**LISTED ENTRIES:**
⁂

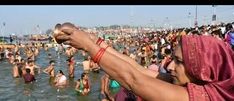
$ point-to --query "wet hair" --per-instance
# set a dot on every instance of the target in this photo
(51, 61)
(28, 70)
(82, 75)
(16, 60)
(78, 79)
(60, 71)
(167, 51)
(154, 56)
(229, 26)
(30, 61)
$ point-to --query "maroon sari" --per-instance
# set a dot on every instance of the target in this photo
(211, 61)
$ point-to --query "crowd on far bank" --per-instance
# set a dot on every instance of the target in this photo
(152, 50)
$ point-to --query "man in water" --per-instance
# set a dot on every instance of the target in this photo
(60, 80)
(15, 69)
(28, 78)
(86, 65)
(50, 69)
(32, 67)
(83, 84)
(105, 93)
(71, 67)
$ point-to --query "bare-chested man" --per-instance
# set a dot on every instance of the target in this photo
(69, 52)
(50, 69)
(86, 65)
(15, 69)
(71, 67)
(32, 67)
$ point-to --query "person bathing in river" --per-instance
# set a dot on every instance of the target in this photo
(50, 69)
(83, 84)
(201, 68)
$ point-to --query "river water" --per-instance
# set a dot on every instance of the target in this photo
(14, 89)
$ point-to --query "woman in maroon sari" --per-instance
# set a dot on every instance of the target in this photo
(211, 63)
(202, 68)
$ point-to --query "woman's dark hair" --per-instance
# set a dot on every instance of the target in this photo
(51, 61)
(60, 71)
(82, 75)
(229, 27)
(167, 51)
(28, 70)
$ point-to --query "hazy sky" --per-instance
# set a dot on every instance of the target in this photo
(24, 19)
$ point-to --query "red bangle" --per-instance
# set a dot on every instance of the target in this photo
(98, 54)
(107, 47)
(99, 41)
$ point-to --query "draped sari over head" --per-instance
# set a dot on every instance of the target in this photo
(211, 61)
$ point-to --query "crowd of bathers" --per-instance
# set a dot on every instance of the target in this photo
(151, 49)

⁂

**STATED TASK:** List each line of the data above that contains the word "sari".

**TASK RESPONSE:**
$ point-to --query "maroon sari" --per-instance
$ point-to --query "woman in maroon sari" --per-instance
$ point-to --query "draped sari over head" --per-instance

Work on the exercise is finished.